--- Input for this task Enclosed Below ---

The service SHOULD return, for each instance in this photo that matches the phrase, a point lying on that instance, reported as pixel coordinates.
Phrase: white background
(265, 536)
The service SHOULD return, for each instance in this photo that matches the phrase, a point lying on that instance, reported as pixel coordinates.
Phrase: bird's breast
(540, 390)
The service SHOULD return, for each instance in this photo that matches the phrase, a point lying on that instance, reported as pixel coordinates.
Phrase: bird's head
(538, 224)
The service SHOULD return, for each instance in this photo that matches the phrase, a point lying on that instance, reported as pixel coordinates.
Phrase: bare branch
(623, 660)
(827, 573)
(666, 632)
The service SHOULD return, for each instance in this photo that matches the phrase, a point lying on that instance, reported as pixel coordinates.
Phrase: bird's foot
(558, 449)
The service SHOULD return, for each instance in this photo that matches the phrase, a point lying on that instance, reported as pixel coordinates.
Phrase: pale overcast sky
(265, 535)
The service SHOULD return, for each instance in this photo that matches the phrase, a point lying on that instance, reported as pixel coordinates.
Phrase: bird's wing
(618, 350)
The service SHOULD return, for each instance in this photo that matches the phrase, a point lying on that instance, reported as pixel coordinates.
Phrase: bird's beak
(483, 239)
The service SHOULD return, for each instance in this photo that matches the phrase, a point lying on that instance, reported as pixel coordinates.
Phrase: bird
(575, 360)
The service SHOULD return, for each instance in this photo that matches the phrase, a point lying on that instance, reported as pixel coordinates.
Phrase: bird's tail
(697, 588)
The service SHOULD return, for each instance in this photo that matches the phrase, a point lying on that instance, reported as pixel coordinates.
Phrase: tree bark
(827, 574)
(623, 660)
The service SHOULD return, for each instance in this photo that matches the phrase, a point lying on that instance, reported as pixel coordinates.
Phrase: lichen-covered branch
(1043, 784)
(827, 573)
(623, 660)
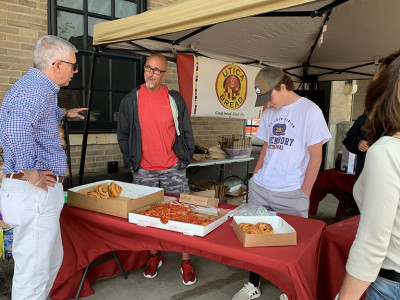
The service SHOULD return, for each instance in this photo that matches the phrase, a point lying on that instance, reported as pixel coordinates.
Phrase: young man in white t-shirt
(293, 129)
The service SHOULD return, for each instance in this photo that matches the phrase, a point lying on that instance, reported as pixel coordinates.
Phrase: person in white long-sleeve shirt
(373, 264)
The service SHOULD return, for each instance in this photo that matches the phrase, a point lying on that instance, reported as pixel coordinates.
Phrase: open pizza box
(220, 216)
(203, 198)
(132, 197)
(284, 234)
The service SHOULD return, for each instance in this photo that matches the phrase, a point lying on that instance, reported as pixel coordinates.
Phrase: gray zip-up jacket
(129, 135)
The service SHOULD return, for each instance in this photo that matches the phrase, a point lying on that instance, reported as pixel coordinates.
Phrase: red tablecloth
(335, 246)
(335, 182)
(88, 235)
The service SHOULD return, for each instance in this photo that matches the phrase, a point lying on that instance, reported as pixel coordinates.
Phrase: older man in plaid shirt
(31, 195)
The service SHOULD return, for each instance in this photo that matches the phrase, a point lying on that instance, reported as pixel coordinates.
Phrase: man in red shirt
(156, 140)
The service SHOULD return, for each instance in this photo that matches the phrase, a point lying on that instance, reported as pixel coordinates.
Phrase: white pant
(37, 248)
(294, 203)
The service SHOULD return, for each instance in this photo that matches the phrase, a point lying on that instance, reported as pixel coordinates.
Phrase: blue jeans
(383, 289)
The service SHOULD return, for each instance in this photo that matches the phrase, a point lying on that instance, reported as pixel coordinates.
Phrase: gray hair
(50, 48)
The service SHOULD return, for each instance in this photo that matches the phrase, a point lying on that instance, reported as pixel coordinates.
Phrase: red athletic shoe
(153, 263)
(188, 273)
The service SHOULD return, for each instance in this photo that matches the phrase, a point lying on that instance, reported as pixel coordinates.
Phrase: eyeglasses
(75, 66)
(156, 71)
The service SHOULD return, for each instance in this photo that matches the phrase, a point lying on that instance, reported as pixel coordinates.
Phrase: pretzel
(253, 229)
(265, 228)
(244, 226)
(114, 189)
(103, 191)
(94, 194)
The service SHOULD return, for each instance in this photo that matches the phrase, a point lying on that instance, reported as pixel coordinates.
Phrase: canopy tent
(324, 40)
(310, 39)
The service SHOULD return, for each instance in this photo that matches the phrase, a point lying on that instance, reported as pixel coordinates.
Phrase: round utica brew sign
(231, 87)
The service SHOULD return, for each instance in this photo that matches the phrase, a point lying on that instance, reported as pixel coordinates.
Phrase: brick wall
(21, 24)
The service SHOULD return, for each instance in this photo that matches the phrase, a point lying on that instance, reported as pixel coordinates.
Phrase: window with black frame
(115, 73)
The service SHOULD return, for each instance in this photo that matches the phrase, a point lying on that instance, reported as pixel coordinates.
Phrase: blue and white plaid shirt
(29, 118)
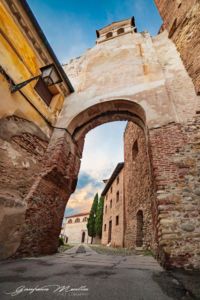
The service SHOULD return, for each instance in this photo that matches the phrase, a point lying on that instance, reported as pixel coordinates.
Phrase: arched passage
(139, 228)
(57, 180)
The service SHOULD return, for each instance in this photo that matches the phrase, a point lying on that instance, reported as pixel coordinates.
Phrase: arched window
(109, 35)
(173, 28)
(135, 150)
(117, 196)
(139, 228)
(120, 31)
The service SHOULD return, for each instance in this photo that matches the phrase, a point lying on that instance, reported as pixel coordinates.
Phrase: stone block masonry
(137, 189)
(176, 169)
(181, 19)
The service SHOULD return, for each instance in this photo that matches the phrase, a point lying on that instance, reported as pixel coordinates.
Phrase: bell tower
(115, 29)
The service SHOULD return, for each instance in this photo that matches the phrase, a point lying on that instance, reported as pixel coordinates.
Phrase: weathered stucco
(129, 76)
(132, 67)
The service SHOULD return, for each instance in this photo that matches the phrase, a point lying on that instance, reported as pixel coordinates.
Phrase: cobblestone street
(83, 273)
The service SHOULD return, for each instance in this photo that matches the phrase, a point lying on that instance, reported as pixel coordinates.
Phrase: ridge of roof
(116, 171)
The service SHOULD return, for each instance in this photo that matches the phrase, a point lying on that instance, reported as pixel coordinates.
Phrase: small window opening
(109, 35)
(117, 220)
(120, 31)
(135, 150)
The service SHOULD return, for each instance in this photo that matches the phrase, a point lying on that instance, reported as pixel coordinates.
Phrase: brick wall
(175, 159)
(111, 213)
(22, 146)
(137, 187)
(181, 19)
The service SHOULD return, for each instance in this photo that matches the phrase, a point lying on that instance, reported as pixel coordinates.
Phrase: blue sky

--- End of Enclosed Input for this task ---

Work required => What is needed is an exact copy of every record above, minus the images.

Answer space =>
The service SHOULD return, for each instance in this photo that matches the phrase, a point lying on that instance, reported as pixel coordinates.
Phrase: white background
(265, 536)
The service SHOULD return, for each instance in this photo that matches the phrase, a point lying on that instance, reported as pixel coordinates.
Phrase: bird's breast
(540, 390)
The service SHOULD return, for each instance in this photo that matches the phrase, a point lying on that instance, reported as pixel coordinates.
Phrase: bird's head
(538, 224)
The service SHOULD return, for each instance in this photo that matches the phrase, a point lying on that instance, reported as pixel coordinates.
Phrase: bare branch
(623, 660)
(827, 573)
(666, 632)
The service SHOULD return, for each instance in this photo that matches the phrase, a point lying on that instance, reported as pixel coordinates.
Phrase: bird's foot
(558, 449)
The service SHOULD return, for each instance in this photo that matches the phrase, a point lying on that instance, reported as pixel coordinates.
Phrase: pale overcast sky
(265, 535)
The service SHOULD return, for each instance in this photo that matches the phrase, a point lying on that instance, reported as pixel coordinates.
Phrase: bird's wing
(618, 350)
The service SHOULD return, for each instance in this photo that matches the phrase, a point lying on that instance, reported as pixel coordinates.
Phrase: bird's beak
(483, 239)
The service SHOULD return, for each instance in this photo that matches the phrase, a point lying on that instance, reported as pixel coordinates.
Phrase: bird
(575, 360)
The service SHOULD return, for each instance in this photo that matches the phrase, a point lying on that instance, reported as pixel coordinates.
Phrase: bird's tail
(697, 588)
The service SHOULD return, for each instance in this photo that matches the phrase, a point lying on that instance, reported as pixel coordinates.
Phrase: tree bark
(827, 574)
(623, 660)
The service SHOULD return, for each instance in this photo that matches the phrase, a point lying on that instance, reported as pixel coordinates.
Phrase: lichen-covered branch
(1043, 784)
(827, 573)
(623, 660)
The service SHOULD return, for each instance in this photo that matches the phrase, a point lying on that instance, reported as pixel coordinates.
Phrase: young man in white t-shirt
(293, 129)
The service SHOULD return, for each instance in this photo that matches the phrase, a point lying on that instance, reported as pixel coordinates.
Phrase: person in white long-sleeve shirt
(373, 264)
The service SHOULD return, for each instance in this photo that matches the phrase, a point lying on that instance, reported as pixel coordinates.
Phrase: open pizza box
(220, 216)
(203, 198)
(132, 197)
(284, 234)
The service SHOULD return, for each instance in this photo that matches the phrase, a point lying on that instance, reported as pixel coordinates.
Phrase: gray zip-up jacket
(129, 135)
The service SHOULD return, for each instance in this photo that matches the phrase, a point lying on that instance, reported as pixel coordinates.
Phrase: red tablecloth
(335, 246)
(335, 182)
(88, 235)
The service SHOULD return, for each instance in this photo that matches the phrase, a point lying on that instance, reported as pixel coordinates.
Phrase: older man in plaid shirt
(31, 195)
The service SHOULD return, for each instance in this photo that matches the phrase, a point lying on that instance, reported as pixel coordinates.
Phrase: man in red shirt
(156, 140)
The service SHOULD return, for each instance in this photo that matches the phrase, a point lying on that instance, reported as pixel coordinates.
Phrase: white pant
(37, 248)
(294, 203)
The service SHOULD return, for each instance in this photo that matches the phrase, a point lying on that instance, reported as pixel coordinates.
Phrase: blue jeans
(383, 289)
The service SHOULD return, for each instance in this photo that matches the phrase, a point lying on that instance, reported as pixel coordinates.
Phrase: gray hair
(50, 48)
The service SHOULD return, for each instance in this photo that matches the phrase, a point lying on that instance, reported as pixel coordinates.
Phrase: red athletic shoe
(153, 263)
(188, 273)
The service SHOULD return, for each instance in this photo that matches the phrase, a point lying on that instance, reported as pixel coordinates.
Phrase: eyeglasses
(75, 66)
(156, 71)
The service SHOULD return, for each instance in this photo that matches the phrase, a point lying on that instance, reported as pixel coordinates.
Phrase: pretzel
(253, 229)
(265, 228)
(244, 226)
(114, 189)
(103, 191)
(94, 194)
The service SHOULD return, for each instance in this photo that matches the phrase, a point lying on that instance, reported as pixel coordinates.
Phrase: canopy tent
(324, 40)
(310, 39)
The service SHOULD return, for each instance in this photo that matches the phrase, a point lying on that instance, reported as pixel coordinates.
Phrase: round utica brew sign
(231, 87)
The service SHOULD return, for each instance in this photo that matches the phrase, a point lying on that instance, reported as pixel coordinates.
Phrase: brick wall
(21, 24)
The service SHOULD return, for each instance in this photo that matches the phrase, a point lying on that instance, reported as pixel coordinates.
Phrase: window with black frame
(115, 73)
The service SHOULD return, for each instance in this photo that matches the phrase, a point lying on that instance, reported as pixel coordinates.
Phrase: blue and white plaid shirt
(29, 118)
The service SHOULD return, for each instance in this photo that matches the phrase, a point lying on that instance, reported as pixel coordinates.
Phrase: arched passage
(139, 228)
(57, 180)
The service SHOULD return, for each instance in this photo that matches the phrase, a point lying on that instance, reported as pixel coordinates.
Phrase: arched window
(109, 35)
(173, 28)
(135, 150)
(117, 196)
(139, 228)
(120, 31)
The service SHOULD return, for each instance in this photo that matches the phrase, a point lying on that instance, reported as pixel coordinates.
Phrase: stone block masonry
(137, 189)
(176, 169)
(181, 19)
The service SHOULD return, for each instance in this photo that matches the phrase, a point lying on that instance, reported as pixel coordinates.
Phrase: bell tower
(115, 29)
The service SHOULD return, for each instance in this photo that matches the phrase, a point lying on that instance, reported as pixel coordinates.
Phrase: weathered stucco
(129, 76)
(132, 67)
The service SHOULD return, for each instance in this photo that matches the phrase, a point lying on that instance, reported as pixel coordinates.
Phrase: cobblestone street
(83, 273)
The service SHOULD return, for each instance in this photo that matches the phrase, a point lying on that instance, reported as pixel coordinates.
Phrase: ridge of roof
(116, 171)
The service SHOULD return, for each instance in this photo that matches the phrase, a point lying on that instance, reported as pixel coordinates.
Phrase: small window opening
(109, 35)
(117, 220)
(120, 31)
(135, 150)
The service SHOULD return, for each instance in this photo that matches the phrase, a point lying on that instance, reported as pixel coordinates.
Phrase: brick wall
(175, 159)
(111, 213)
(22, 146)
(137, 187)
(181, 19)
The service SHOULD return, for each instance in this photo that matches the phrase, a point lying on that instance, reported as pixel coordinates.
Phrase: blue sky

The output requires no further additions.